PROBLEMS AND TASKS:
1. In the notebook excerpt, how many articles does each file have?
2. Retype the part of the notebook excerpt starting at "bs4.BeautifulSoup" and ending at "len(content)".

──────── TEXT EXCERPT

In [1]:
import pandas as pd
import numpy as np
from bs4 import BeautifulSoup
import os

### Open file and parse it with bs4

In [2]:
f = open('data_files/reut2-000.sgm', encoding='utf-8', errors='ignore')
dataFile = f.read()
soup = BeautifulSoup(dataFile,'lxml')

In [3]:
type(soup)

bs4.BeautifulSoup

In [6]:
f.name

'data_files/reut2-000.sgm'

### Check structure of an article

In [157]:
content = soup.find_all('reuters')

In [158]:
len(content)

1000

Each file has 1000 articles

In [159]:
content[5]

<reuters cgisplit="TRAINING-SET" lewissplit="TRAIN" newid="6" oldid="5549" topics="YES">
<date>26-FEB-1987 15:14:36.41</date>
<topics><d>veg-oil</d><d>linseed</d><d>lin-oil</d><d>soy-oil</d><d>sun-oil</d><d>soybean</d><d>oilseed</d><d>corn</d><d>sunseed</d><d>grain</d><d>sorghum</d><d>wheat</d></topics>
<places><d>argentina</d></places>
<people></people>
<orgs></orgs>
<exchanges></exchanges>
<companies></companies>
<unknown> 
G
f0754reute
r f BC-ARGENTINE-1986/87-GRA   02-26 0066</unknown>
<text>
<title>ARGENTINE 1986/87 GRAIN/OILSEED REGISTRATIONS</title>
<dateline>    BUENOS AIRES, Feb 26 - </dateline>Argentine grain board figures show
crop registrations of grains, oilseeds and their products to
February 11, in thousands of tonnes, showing those for futurE
shipments month, 1986/87 total and 1985/86 total to February
12, 1986, in brackets:
    Bread wheat prev 1,655.8, Feb 872.0, March 164.6, total
2,692.4 (4,161.0).

────────────────
──────── ENTRIES SUPPLIED

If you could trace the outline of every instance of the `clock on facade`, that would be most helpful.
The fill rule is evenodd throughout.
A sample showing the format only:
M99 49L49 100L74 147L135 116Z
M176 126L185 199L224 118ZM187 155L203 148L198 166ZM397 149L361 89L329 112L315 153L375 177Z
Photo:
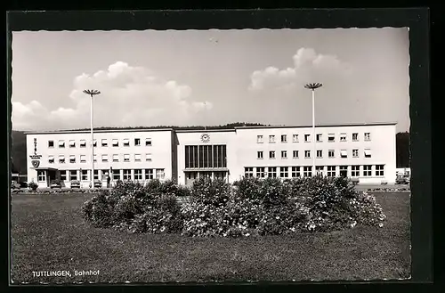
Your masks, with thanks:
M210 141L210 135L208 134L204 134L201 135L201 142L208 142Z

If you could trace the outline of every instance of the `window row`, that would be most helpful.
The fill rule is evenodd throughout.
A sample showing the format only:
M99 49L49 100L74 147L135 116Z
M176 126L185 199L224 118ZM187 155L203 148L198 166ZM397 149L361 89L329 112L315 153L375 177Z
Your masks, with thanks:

────────────────
──────── ENTRIES SUPPLIED

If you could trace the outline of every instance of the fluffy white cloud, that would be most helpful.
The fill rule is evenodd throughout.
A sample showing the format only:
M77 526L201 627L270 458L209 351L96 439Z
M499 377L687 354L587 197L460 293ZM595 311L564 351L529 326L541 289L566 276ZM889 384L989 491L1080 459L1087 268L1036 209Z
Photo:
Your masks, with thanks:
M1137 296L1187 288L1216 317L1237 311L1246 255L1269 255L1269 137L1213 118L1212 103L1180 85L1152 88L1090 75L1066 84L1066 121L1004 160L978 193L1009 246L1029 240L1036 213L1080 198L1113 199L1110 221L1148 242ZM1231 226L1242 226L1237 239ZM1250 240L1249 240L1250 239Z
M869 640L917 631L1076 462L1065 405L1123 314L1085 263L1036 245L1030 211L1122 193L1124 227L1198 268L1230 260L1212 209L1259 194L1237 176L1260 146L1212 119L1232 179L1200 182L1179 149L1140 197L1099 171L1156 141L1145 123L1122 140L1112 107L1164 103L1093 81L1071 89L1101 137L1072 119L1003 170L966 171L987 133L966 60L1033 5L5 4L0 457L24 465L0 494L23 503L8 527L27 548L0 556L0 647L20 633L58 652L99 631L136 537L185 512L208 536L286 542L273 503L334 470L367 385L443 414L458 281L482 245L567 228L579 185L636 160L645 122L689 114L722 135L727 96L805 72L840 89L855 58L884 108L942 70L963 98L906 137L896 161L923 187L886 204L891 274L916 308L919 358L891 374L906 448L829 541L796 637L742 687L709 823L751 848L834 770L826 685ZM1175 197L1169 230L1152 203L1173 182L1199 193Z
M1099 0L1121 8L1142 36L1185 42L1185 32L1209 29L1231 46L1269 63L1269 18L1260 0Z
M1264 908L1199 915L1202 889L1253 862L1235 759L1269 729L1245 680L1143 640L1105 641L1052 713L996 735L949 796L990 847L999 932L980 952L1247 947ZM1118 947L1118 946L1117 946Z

────────────────

FULL ANSWERS:
1. Each file has 1000 articles.

2.
bs4.BeautifulSoup

In [6]:
f.name

'data_files/reut2-000.sgm'

### Check structure of an article

In [157]:
content = soup.find_all('reuters')

In [158]:
len(content)